::: TEXTAUSZUG

Durchwachsene Vermarktungssaison 2018/19
In seinem Rückblick auf die abgelaufene Saison berichtete Philippe Binard von der World Apple and Pear Association (WAPA) von sehr unterschiedlichen Marktverläufen für die Erzeuger in Europa. Frankreich mit überdurchschnittlichen Preisen und Italien im Durchschnitt waren bei ordentlichen Ernten und gutem Absatz auf den Inlandsmärkten sehr zufrieden. Dagegen zeigten sich insbesondere in Deutschland und noch stärker in Polen die Marktverhältnisse von Anfang an als sehr schwierig. Wesentliche Ursachen waren die Rekordernte, ein sehr schwacher Herbstmarkt und ein im Saisonverlauf unzureichender Abbau der Vorräte. Keine Impulse gingen von vielfach aus den Lagern angebotenen schwächeren Qualitäten insbesondere hinsichtlich Festigkeit aus; der Konsument wich auf andere Früchte aus. Auch die zweite Saisonhälfte brachte trotz deutlich gestiegener EU-Exporte und geringerer Importe aus der Südhemisphäre keine wesentliche Besserung.
Deutlich geringere Erntemengen im Ausblick
Für die anstehende Saison wird in der EU mit 10,6 Mio. t eine eher schwache Ernte – Platz sieben im Vergleich der letzten zehn Jahre – erwartet. Sie liegt um 2,6 Mio. t beziehungsweise 20 Prozent unter dem letztjährigen Rekordjahr. Auch gegenüber dem Fünf-Jahresdurchschnitt 2014 bis 2018 ist die Ernte um elf Prozent geringer. Gewisse Unsicherheiten bestehen noch im Hinblick auf mögliche Auswirkungen von Trockenheit, kleineren Kalibern und Sonnenbrand, die zum Schätzungszeitpunkt nicht erfasst werden konnten.
In Osteuropa wird deutlich weniger geerntet
Ein Blick auf die einzelnen Länder zeigt deutlich, dass heuer vor allem in Osteuropa deutlich weniger geerntet werden kann. Der seit Jahren EU-weit mit Abstand größte Produzent Polen wird mit 2,7 Mio. t nach 4,8 Mio. t 44 Prozent weniger an den Markt bringen. Auch Ungarn, Tschechien und Kroatien haben große Mengenrückgänge zu verzeichnen. Ursachen waren hier neben der Alternanz Blütenfrost und kalte Temperaturen zum Fruchtansatz. Italien hat eine durchschnittliche, Deutschland eine unterdurchschnittliche und Frankreich dagegen fast eine Rekordernte.

::::::
::: GEZEIGTES MATERIAL

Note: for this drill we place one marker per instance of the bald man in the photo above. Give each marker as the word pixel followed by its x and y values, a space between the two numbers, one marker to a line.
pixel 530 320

::::::

--- AUFGABEN ---
**A.** Geben Sie aus dem Textauszug zur Apfelernte den Abschnitt wörtlich wieder, der mit den Worten „Deutlich geringere Erntemengen“ beginnt und mit „erfasst werden konnten.“ endet.
**B.** Schreiben Sie den Text über die Apfelernte in Europa weiter, anschließend an seinen letzten Satz.

--- ERGEBNISSE ---
**A.**
Deutlich geringere Erntemengen im Ausblick
Für die anstehende Saison wird in der EU mit 10,6 Mio. t eine eher schwache Ernte – Platz sieben im Vergleich der letzten zehn Jahre – erwartet. Sie liegt um 2,6 Mio. t beziehungsweise 20 Prozent unter dem letztjährigen Rekordjahr. Auch gegenüber dem Fünf-Jahresdurchschnitt 2014 bis 2018 ist die Ernte um elf Prozent geringer. Gewisse Unsicherheiten bestehen noch im Hinblick auf mögliche Auswirkungen von Trockenheit, kleineren Kalibern und Sonnenbrand, die zum Schätzungszeitpunkt nicht erfasst werden konnten.

**B.**
Erntemengen und Sorten in Europa
Ein Blick auf die europaweiten Erntemengen bei den einzelnen Sorten reflektiert die Anbaupräferenzen in den verschiedenen Ländern. Sehr deutliche Rückgänge zeigen die in Polen stark vertretenen Massenträger Shampion und Idared, aber auch die seit einigen Jahren stark aufgepflanzten Red Jonaprince, Jonagold und Jonagored. Europaweit haben Golden und Gala eine normale bis gute Ernte. Elstar, Braeburn und Fuji werden leicht über dem Durchschnitt verfügbar sein, was bei insgesamt geringerer Ernte kein Nachteil sein muss.
Erntemengen und Sorten in Deutschland
Für die deutsche Erzeugung werden mit 912.000 t die guten Ernten von 2014, 2016 und 2018 deutlich unterschritten. In Norddeutschland gab es Hagelschäden, die schwache Ernte wird mit 264.000 t um 16 Prozent unter dem Mittel der letzte fünf Jahre liegen. Auch Sachsen wird mit 83.000 t 19 Prozent unterm Schnitt ernten. In Süddeutschland bereitete das nasse Frühjahr Probleme mit Schorf.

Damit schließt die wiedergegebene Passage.